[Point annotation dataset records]
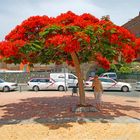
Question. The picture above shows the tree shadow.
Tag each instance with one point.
(58, 111)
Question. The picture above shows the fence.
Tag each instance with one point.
(131, 78)
(22, 77)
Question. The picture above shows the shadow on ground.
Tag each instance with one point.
(58, 110)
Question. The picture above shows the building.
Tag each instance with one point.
(133, 25)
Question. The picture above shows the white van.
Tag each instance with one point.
(111, 75)
(69, 78)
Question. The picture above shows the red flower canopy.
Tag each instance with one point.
(43, 39)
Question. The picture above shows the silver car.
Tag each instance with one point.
(110, 84)
(7, 86)
(37, 84)
(137, 85)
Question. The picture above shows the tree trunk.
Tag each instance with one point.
(80, 78)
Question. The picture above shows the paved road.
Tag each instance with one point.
(133, 93)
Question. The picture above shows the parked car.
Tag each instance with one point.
(138, 85)
(70, 78)
(110, 84)
(7, 86)
(111, 75)
(37, 84)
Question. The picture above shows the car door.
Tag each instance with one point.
(43, 84)
(72, 80)
(108, 84)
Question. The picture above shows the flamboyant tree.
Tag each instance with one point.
(72, 38)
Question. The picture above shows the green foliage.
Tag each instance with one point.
(54, 29)
(125, 69)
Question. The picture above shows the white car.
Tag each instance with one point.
(7, 86)
(109, 84)
(137, 85)
(37, 84)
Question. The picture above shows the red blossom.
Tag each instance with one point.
(128, 53)
(102, 61)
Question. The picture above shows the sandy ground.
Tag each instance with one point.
(71, 131)
(25, 106)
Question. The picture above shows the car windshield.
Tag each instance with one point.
(1, 81)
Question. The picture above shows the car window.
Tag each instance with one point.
(105, 75)
(34, 80)
(61, 76)
(112, 75)
(106, 80)
(44, 80)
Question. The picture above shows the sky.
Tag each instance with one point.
(13, 12)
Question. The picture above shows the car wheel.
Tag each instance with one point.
(6, 89)
(36, 88)
(61, 88)
(125, 89)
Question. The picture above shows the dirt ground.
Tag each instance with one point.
(21, 107)
(71, 131)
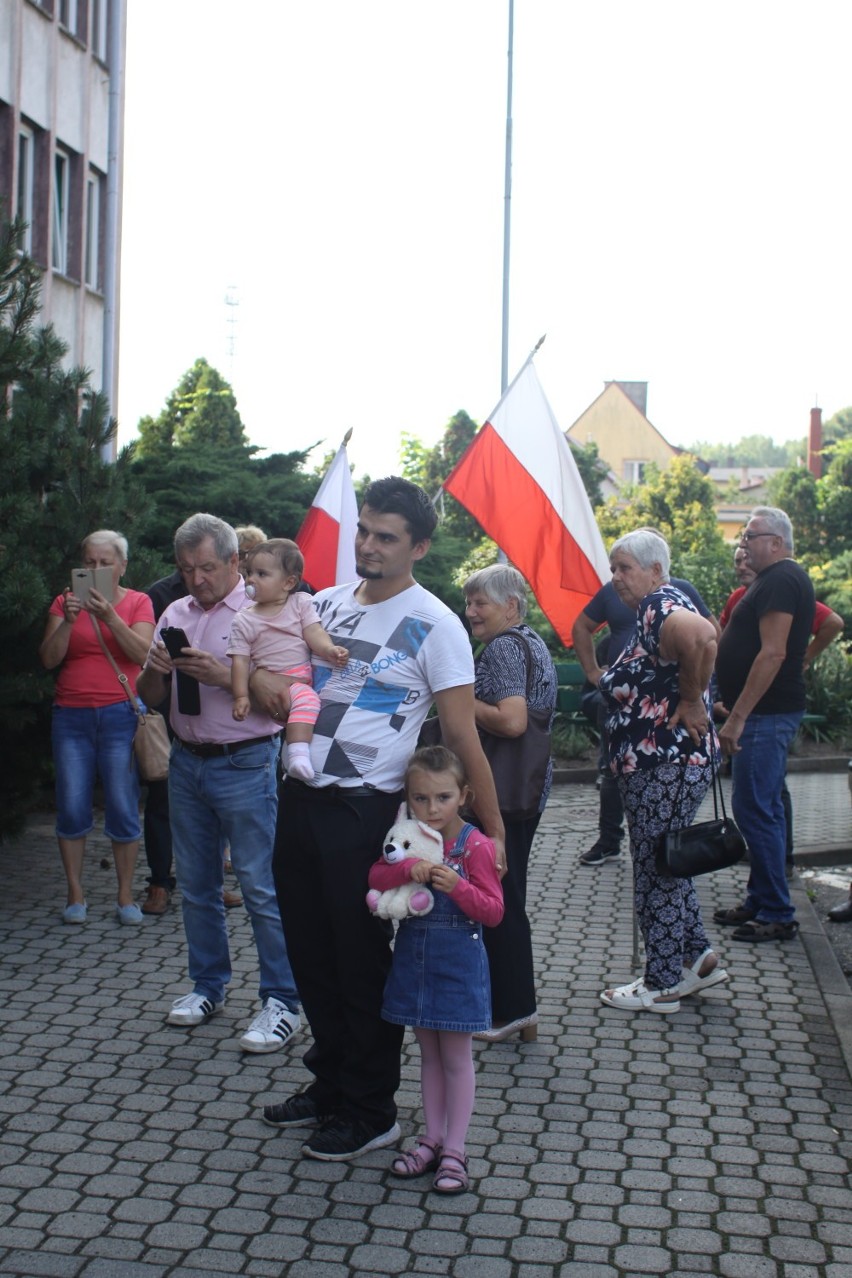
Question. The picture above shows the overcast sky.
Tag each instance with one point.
(680, 211)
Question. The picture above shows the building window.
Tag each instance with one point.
(68, 14)
(634, 472)
(98, 28)
(61, 203)
(92, 263)
(26, 184)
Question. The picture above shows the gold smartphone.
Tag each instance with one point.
(86, 579)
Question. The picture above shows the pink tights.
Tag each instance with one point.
(447, 1081)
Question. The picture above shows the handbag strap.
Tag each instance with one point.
(119, 674)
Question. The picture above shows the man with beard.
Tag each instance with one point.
(406, 649)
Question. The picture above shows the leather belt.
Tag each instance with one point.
(215, 750)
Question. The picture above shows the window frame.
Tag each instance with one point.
(26, 198)
(92, 249)
(100, 19)
(60, 211)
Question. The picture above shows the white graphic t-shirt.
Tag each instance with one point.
(401, 652)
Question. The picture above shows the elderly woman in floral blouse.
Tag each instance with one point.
(661, 750)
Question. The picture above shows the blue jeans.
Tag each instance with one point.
(759, 810)
(233, 796)
(92, 743)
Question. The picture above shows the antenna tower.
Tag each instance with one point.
(231, 303)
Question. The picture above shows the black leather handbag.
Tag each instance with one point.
(703, 847)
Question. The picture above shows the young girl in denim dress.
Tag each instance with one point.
(438, 982)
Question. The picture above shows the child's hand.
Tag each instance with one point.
(443, 878)
(422, 872)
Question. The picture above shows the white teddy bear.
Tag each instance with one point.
(406, 839)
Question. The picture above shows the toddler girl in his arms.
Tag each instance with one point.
(277, 633)
(438, 982)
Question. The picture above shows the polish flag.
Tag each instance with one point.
(327, 536)
(521, 485)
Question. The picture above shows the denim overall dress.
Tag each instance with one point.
(440, 974)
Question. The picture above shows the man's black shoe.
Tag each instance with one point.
(340, 1139)
(299, 1111)
(598, 854)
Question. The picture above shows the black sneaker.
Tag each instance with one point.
(299, 1111)
(598, 854)
(340, 1139)
(735, 916)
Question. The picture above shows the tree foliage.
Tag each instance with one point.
(199, 412)
(55, 487)
(680, 502)
(753, 450)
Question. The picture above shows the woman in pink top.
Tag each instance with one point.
(93, 721)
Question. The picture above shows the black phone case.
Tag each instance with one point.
(188, 690)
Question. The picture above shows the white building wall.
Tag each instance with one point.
(53, 81)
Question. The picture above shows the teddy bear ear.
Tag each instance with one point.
(431, 833)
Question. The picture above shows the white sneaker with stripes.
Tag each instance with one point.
(271, 1028)
(193, 1010)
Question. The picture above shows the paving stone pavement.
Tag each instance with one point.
(710, 1143)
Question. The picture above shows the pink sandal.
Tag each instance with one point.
(451, 1176)
(413, 1162)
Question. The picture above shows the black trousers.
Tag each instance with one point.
(510, 943)
(325, 845)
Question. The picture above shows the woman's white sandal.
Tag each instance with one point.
(692, 983)
(638, 997)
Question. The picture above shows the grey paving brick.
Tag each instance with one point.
(691, 1140)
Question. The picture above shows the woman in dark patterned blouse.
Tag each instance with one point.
(661, 738)
(496, 605)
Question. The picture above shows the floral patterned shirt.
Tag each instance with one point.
(641, 690)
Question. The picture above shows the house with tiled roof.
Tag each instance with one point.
(626, 440)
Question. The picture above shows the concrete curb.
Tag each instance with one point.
(827, 970)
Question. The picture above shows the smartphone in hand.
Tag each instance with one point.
(188, 692)
(175, 639)
(86, 579)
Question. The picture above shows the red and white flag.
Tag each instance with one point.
(521, 485)
(327, 536)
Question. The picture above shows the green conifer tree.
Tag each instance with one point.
(55, 487)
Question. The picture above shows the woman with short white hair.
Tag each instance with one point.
(515, 677)
(662, 749)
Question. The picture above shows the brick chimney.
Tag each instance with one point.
(815, 444)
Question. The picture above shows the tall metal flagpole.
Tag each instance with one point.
(507, 220)
(507, 202)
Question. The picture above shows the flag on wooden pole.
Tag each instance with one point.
(521, 485)
(327, 536)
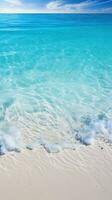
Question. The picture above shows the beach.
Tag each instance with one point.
(84, 173)
(55, 107)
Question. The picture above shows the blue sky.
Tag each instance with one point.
(55, 6)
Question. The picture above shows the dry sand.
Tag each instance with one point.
(85, 173)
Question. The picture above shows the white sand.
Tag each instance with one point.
(85, 173)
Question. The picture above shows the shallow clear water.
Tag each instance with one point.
(55, 78)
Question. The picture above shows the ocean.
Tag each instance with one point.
(55, 80)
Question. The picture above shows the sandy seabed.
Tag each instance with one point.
(85, 173)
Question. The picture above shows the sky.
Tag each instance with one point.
(55, 6)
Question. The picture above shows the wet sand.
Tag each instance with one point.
(85, 173)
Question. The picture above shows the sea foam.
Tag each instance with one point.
(10, 138)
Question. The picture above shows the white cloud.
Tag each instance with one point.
(55, 6)
(86, 6)
(74, 7)
(14, 2)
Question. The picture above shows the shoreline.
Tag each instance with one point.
(84, 173)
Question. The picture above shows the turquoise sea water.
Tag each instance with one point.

● **EXERCISE DETAILS**: Rewrite every one of the records above, swapping "Tag each instance" for "Mark every instance" and changing nothing else. Omit the pictures from your answer.

● **OUTPUT FOR THIS TASK**:
Question. The picture above shows the tree shadow.
Mark every instance with one point.
(58, 111)
Question. The picture above shows the fence.
Mark every instance with one point.
(131, 78)
(22, 77)
Question. The picture above shows the shadow on ground.
Mark every instance with one point.
(58, 110)
Question. The picture above shows the building.
Mark every instance with one point.
(133, 25)
Question. The picture above shows the white van.
Mark every instance with one point.
(111, 75)
(69, 78)
Question. The picture above shows the red flower canopy.
Mark every instance with one point.
(43, 39)
Question. The picture above shows the silver car.
Mark every instance with one point.
(110, 84)
(7, 86)
(37, 84)
(137, 85)
Question. The picture above shows the tree trunk.
Mark every instance with one point.
(80, 78)
Question. The picture above shows the paved road.
Mark every instance with one point.
(133, 93)
Question. The picture above shows the parked car.
Mark every instance with one point.
(138, 85)
(70, 78)
(110, 84)
(7, 86)
(111, 75)
(37, 84)
Question. The picture above shows the car door.
Mark every instance with one point.
(43, 84)
(72, 80)
(108, 84)
Question. The picture above shows the flamboyant tree.
Mark every instance with one point.
(72, 38)
Question. The picture above shows the green foliage.
Mark every instance with one point.
(54, 29)
(125, 69)
Question. The picture above shows the white car.
Mark every instance with one point.
(7, 86)
(109, 84)
(137, 85)
(37, 84)
Question. The picture above shows the red blossom.
Mark every instance with one point.
(128, 53)
(102, 61)
Question. The picture above shows the sandy ground.
Mark every instance with one point.
(71, 131)
(25, 106)
Question. The picture above shows the car windshield.
Mark every instance with one point.
(1, 81)
Question. The picture above shows the car window.
Mark every instance with one point.
(105, 75)
(34, 80)
(61, 76)
(112, 75)
(106, 80)
(44, 80)
Question. The picture above shows the sky.
Mark every instance with one point.
(13, 12)
Question. The picture above shows the car wheel.
Mark every instance with one point.
(6, 89)
(36, 88)
(61, 88)
(125, 89)
Question. The picture above shows the dirt ground.
Mark every instance with one point.
(21, 107)
(71, 131)
Question. The picture above shows the overcast sky.
Mark every instance with one point.
(680, 211)
Question. The picture above shows the building window.
Mark every instance with one point.
(68, 14)
(634, 472)
(98, 28)
(61, 203)
(92, 263)
(26, 184)
Question. The picture above shows the gold smartphone.
Mark every instance with one point.
(86, 579)
Question. The picture above shows the pink tights.
Mark every instance with one point.
(447, 1081)
Question. The picture above shows the handbag strap.
Mark every instance with one point.
(119, 674)
Question. The picture above shows the man with beard.
Mark every instance with one point.
(406, 649)
Question. The picture above shows the leather belt.
Mark every instance with one point.
(215, 750)
Question. The picture above shows the window frame.
Mark every instance with one point.
(26, 198)
(92, 249)
(100, 19)
(60, 211)
Question. The picture above shows the white graphic t-shirt.
Mark every instance with one point.
(401, 652)
Question. The picture above shows the elderly woman in floral blouse.
Mark every instance with one point.
(661, 750)
Question. The picture above shows the blue jeans.
Mark every instance with one point.
(759, 810)
(233, 796)
(92, 743)
Question. The picture above shows the antenna tower.
Mark every instance with one point.
(231, 303)
Question. The picture above shows the black leather handbag.
Mark every instance with one point.
(703, 847)
Question. The picture above shows the young girl in denim dress.
Mark every instance with one point.
(438, 982)
Question. The picture above shows the child's hand.
Mark every instance with one point.
(443, 878)
(422, 872)
Question. The picture above shows the white teddy bear.
Mark every instance with one point.
(406, 839)
Question. The picture above shows the toddler girl in his arms.
Mark every instance with one point.
(277, 633)
(438, 982)
Question. The picture above shows the polish flag.
Mark every instance with one point.
(327, 536)
(521, 485)
Question. The picture above shows the denim overall dress.
Mark every instance with one point.
(440, 974)
Question. The picture above shows the man's black shoe.
Mark every instance with one point.
(340, 1139)
(299, 1111)
(598, 854)
Question. The picture above shows the black sneaker.
Mark every instance with one point.
(299, 1111)
(598, 854)
(340, 1139)
(735, 916)
Question. The picture above shows the tree foliage.
Mark every instance with one point.
(199, 412)
(55, 487)
(680, 502)
(753, 450)
Question. The picture above shows the woman in pink top.
Mark every instance with one point.
(93, 721)
Question. The picture above shows the black phone case.
Mark every instance with one point.
(188, 690)
Question. The picture above shows the white building wall.
Mark every instance with one point.
(53, 81)
Question. The picture above shows the teddy bear ear.
Mark every instance with one point.
(431, 833)
Question. The picture above shows the white sneaker with stripes.
Mark every instance with one point.
(271, 1028)
(193, 1010)
Question. The picture above shows the paving stone pavement.
Mark every instance with one point.
(710, 1143)
Question. The picture above shows the pink sandal.
Mark every instance with one point.
(451, 1176)
(413, 1162)
Question. The picture above shows the black trousers.
Mark every instance with one point.
(510, 943)
(325, 845)
Question. The picture above shows the woman's white sandal.
Mark every instance with one point.
(692, 983)
(638, 997)
Question. The picture above shows the grey paving brick.
Mark every instance with one point.
(691, 1140)
Question. The picture above shows the woman in dark patterned blouse.
Mark every instance with one point.
(661, 738)
(496, 605)
Question. The picture above shows the floral patterned shirt.
Mark every instance with one point.
(641, 690)
Question. The picture above shows the house with tiled roof.
Mark every instance with one point.
(626, 440)
Question. The picture above shows the concrete curb.
Mark every instance with one point.
(827, 970)
Question. The picture above shows the smartphone in hand.
Mark every instance with one point.
(188, 692)
(175, 639)
(86, 579)
Question. The picture above shows the red and white flag.
Mark every instance with one point.
(521, 485)
(327, 536)
Question. The picture above shows the green conifer tree.
Mark every instance with one point.
(55, 487)
Question. The picture above shows the woman with short white hair.
Mark every instance with one point.
(515, 677)
(662, 749)
Question. The picture above shows the brick chimney.
Mark every instance with one point.
(815, 444)
Question. The picture above shows the tall metal flagpole.
Mark every instance with one point.
(507, 220)
(507, 202)
Question. The picture above shows the flag on wooden pole.
Mark every instance with one point.
(521, 485)
(327, 536)
Question. The picture above shows the beach.
Mark every instance with one point.
(84, 173)
(55, 107)
Question. The picture above shows the blue sky.
Mark every instance with one point.
(55, 6)
Question. The picture above shows the dry sand.
Mark every instance with one point.
(85, 173)
Question. The picture above shows the white sand.
Mark every instance with one point.
(85, 173)
Question. The picture above shows the shallow clear water.
Mark every instance with one point.
(55, 78)
Question. The picture above shows the ocean.
Mark every instance with one point.
(55, 80)
Question. The picture above shows the sandy seabed.
Mark every instance with one point.
(85, 173)
Question. The picture above shows the sky.
Mark every instance with one point.
(55, 6)
Question. The picture above shows the wet sand.
Mark every instance with one point.
(85, 173)
Question. The picture above shows the sea foam.
Mark every instance with one point.
(10, 138)
Question. The picture above shows the white cloud.
Mark every instance with one point.
(55, 6)
(86, 6)
(74, 7)
(14, 2)
Question. The picture above shows the shoreline.
Mark every instance with one point.
(84, 173)
Question. The picture above shows the turquoise sea water.
Mark every instance with one point.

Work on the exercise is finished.